● Exercise prompt: Could you print every line of the material below word for word, without changing anything?
### Data to process
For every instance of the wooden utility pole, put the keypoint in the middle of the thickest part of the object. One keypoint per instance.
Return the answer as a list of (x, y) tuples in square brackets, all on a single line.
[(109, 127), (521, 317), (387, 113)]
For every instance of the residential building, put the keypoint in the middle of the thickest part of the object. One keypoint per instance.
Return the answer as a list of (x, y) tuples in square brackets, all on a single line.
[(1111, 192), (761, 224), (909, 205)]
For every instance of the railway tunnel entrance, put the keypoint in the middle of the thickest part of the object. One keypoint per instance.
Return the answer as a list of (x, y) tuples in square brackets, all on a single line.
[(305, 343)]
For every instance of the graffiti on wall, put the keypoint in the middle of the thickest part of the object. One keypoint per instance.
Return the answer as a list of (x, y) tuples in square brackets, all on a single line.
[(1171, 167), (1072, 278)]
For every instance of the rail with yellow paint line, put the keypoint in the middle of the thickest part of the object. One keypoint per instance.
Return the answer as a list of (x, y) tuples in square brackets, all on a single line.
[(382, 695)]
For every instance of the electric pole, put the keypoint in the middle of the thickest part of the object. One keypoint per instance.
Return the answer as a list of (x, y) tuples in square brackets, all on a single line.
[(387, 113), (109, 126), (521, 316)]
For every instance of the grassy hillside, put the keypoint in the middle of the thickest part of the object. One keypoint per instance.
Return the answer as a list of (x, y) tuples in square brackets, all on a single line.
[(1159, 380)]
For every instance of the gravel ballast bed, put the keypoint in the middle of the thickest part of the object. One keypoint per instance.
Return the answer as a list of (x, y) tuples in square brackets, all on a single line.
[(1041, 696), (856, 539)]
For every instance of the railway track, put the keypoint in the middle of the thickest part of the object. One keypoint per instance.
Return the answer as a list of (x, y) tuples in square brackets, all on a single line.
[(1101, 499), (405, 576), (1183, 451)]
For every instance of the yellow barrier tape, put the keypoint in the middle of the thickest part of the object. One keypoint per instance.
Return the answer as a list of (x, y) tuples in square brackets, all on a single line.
######
● Result:
For every instance of the wooden utility pole, put the keypoint in the middle of the thickest part of the object. One keypoint per instance.
Return the answer as a list of (x, y) tuples in square brackets, all on a single line.
[(109, 127), (521, 317), (387, 113)]
For every instance of the residential building, put the keypoint in the middle of the thickest part of the object. One keypoint per instance.
Return the answer as a list of (x, y) tuples in square brackets, all on a single line.
[(1111, 192), (761, 224), (909, 205)]
For every instance of the railway tunnel entrance, put the keypoint in the middle of the thickest part of the object. One keypoint per instance.
Return the answer as a list of (x, y) tuples in square brackets, all on a single line.
[(305, 343)]
For every instance of the graffiti on wall, put the keypoint in the middle of the thickest part of the object. One keypoint per instance.
Return the answer as a list of (x, y) tuples in square brackets, all on a single line.
[(1171, 167), (1072, 278)]
For every instance of the rail with yellow paint line, put the keypoint in the middle of the thickest part of the object. One keypoint per instance.
Return the answer as a list of (x, y) tuples in square brackets, all on a single line.
[(382, 695)]
For every instance of the electric pole, put the keypoint in the middle of the thickest part of the object. One keypoint per instance.
Return the answer as a list of (x, y) tuples in square brackets, all on a single line.
[(387, 113), (109, 126), (521, 316)]
For every instance of the grassy hillside, put the keypoint in the middle of the thickest part of the object. One keypoint per instance.
Return the answer as a list of (x, y) tuples in square brackets, all on a single line.
[(1159, 380)]
For every instance of the gravel ballast bed, put the keypoint in the middle of the thickest part of the object. One keypoint per instance.
Return the answer as a list of (x, y) tuples in square brackets, all on a single line.
[(1041, 696), (856, 539)]
For every instance of the railway track, put the keypoint in the middle of the thickest part of the object. One keypoint per instance.
Return the answer as a list of (x, y) tuples in square brackets, all on a single line.
[(1101, 499), (405, 576), (1183, 451)]
For every instance of the yellow barrier tape, put the keypoint in the middle of the thickest part of the object. One keypoint per instance.
Return the answer as a list of (x, y) tuples in square brackets, all on a single line.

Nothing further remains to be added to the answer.